Write the line that includes "Could you put" and all subsequent lines, exactly as written, and nothing more.

--- BEGIN DATA FOR PROCESSING ---

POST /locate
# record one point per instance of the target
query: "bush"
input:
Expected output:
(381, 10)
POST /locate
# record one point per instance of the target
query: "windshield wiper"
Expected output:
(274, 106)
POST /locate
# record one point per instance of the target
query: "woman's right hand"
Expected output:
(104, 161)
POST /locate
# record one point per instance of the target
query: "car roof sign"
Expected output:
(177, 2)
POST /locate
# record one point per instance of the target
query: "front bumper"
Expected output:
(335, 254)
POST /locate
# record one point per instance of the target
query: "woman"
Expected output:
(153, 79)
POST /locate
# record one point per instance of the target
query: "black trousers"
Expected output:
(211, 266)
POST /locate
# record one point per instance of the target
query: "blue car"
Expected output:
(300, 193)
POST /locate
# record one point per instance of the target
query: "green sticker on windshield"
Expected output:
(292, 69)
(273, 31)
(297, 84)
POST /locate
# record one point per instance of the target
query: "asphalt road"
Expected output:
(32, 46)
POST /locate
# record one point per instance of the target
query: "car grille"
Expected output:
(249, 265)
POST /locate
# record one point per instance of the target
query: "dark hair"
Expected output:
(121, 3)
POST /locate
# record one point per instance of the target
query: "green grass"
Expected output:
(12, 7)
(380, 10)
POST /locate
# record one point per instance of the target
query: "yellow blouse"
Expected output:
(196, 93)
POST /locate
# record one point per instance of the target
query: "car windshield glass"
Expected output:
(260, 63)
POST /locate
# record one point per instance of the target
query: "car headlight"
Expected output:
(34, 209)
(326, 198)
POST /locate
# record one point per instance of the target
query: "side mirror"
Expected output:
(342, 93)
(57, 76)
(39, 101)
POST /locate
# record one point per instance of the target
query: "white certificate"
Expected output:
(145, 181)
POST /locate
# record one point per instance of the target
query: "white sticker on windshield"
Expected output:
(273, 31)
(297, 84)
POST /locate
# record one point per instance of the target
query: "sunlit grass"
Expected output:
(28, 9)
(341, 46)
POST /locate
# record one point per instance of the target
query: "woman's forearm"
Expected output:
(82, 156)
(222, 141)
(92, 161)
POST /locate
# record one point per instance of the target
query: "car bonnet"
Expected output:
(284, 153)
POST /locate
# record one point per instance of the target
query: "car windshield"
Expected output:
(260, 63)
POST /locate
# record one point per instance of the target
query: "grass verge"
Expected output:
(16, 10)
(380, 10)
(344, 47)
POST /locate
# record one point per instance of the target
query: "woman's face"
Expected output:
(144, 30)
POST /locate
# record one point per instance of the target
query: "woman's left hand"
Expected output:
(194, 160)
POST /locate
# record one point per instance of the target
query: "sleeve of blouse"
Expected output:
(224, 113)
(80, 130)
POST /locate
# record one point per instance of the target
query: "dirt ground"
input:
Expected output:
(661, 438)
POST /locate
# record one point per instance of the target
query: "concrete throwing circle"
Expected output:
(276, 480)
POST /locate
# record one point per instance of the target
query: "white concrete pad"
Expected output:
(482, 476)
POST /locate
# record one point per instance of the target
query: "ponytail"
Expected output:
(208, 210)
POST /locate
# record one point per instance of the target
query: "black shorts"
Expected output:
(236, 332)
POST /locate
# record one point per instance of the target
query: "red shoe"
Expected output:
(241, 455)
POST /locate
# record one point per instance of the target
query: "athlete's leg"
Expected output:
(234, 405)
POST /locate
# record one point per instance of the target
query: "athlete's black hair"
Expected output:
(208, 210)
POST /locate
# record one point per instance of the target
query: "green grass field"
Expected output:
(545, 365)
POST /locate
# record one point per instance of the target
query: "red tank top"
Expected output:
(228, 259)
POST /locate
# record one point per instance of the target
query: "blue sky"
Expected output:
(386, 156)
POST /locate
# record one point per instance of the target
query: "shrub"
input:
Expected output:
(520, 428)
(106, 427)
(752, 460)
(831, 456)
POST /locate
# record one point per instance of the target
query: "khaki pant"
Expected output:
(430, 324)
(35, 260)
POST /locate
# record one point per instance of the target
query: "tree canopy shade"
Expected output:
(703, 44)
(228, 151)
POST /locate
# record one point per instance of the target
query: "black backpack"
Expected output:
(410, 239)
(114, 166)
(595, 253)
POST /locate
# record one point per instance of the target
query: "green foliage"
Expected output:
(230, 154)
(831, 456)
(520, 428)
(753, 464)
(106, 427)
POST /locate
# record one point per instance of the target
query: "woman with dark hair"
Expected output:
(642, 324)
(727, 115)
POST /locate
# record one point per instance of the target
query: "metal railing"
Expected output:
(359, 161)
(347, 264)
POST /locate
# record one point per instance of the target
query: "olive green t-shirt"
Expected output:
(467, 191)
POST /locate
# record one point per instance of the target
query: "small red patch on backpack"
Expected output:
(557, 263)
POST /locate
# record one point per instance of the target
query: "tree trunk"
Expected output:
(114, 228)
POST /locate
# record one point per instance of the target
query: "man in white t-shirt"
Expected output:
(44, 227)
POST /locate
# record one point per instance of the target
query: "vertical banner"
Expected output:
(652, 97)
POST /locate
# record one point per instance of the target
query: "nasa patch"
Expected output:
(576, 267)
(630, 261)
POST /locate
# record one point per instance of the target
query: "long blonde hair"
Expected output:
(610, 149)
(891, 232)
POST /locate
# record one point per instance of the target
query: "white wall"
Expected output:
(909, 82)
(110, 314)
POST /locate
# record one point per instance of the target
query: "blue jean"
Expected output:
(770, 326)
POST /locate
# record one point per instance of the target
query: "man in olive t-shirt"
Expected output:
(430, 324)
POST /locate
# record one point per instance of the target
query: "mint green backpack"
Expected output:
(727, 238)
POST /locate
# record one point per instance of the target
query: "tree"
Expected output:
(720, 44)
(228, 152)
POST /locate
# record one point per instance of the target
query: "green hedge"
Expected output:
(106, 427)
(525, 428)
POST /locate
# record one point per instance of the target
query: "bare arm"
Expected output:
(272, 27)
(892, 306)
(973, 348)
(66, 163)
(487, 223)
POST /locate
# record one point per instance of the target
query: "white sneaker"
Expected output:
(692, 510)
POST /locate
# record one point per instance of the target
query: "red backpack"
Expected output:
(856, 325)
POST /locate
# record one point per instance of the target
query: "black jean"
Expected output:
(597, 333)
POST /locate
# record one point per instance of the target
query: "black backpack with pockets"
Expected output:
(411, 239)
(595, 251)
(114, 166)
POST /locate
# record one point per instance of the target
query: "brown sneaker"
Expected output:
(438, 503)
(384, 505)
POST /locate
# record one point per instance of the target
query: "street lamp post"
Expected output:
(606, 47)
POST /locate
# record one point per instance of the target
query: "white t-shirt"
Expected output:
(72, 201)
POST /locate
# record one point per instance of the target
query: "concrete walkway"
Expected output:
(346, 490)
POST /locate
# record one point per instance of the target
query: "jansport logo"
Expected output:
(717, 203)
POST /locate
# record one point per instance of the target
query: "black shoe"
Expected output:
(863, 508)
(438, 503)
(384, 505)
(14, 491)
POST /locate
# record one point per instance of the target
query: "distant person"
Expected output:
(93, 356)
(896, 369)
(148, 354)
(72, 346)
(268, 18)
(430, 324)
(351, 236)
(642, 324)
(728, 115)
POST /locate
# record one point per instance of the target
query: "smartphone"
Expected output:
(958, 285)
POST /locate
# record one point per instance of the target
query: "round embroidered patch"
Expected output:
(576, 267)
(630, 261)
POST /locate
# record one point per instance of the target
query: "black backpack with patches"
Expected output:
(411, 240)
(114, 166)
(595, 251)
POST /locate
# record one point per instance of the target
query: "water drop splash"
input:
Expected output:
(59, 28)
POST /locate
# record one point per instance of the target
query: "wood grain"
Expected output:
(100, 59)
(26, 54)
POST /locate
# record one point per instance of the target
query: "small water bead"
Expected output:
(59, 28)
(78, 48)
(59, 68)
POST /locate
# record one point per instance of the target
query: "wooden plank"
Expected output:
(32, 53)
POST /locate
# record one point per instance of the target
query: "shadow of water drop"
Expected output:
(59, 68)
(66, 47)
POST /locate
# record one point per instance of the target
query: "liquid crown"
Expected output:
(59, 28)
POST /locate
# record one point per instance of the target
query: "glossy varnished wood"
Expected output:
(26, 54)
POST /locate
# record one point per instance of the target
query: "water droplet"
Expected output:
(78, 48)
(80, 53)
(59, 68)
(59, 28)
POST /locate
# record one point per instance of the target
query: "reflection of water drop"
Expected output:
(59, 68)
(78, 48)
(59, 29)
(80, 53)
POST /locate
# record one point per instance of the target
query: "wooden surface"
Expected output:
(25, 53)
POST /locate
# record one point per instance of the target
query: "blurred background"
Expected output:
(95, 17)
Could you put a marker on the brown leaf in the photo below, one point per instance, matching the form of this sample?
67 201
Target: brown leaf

--- END DATA FOR PROCESSING ---

SOLUTION TO THE PROBLEM -
Could you put a marker on the brown leaf in the photo below, one point per instance, matching the form of this sample?
67 201
Target: brown leaf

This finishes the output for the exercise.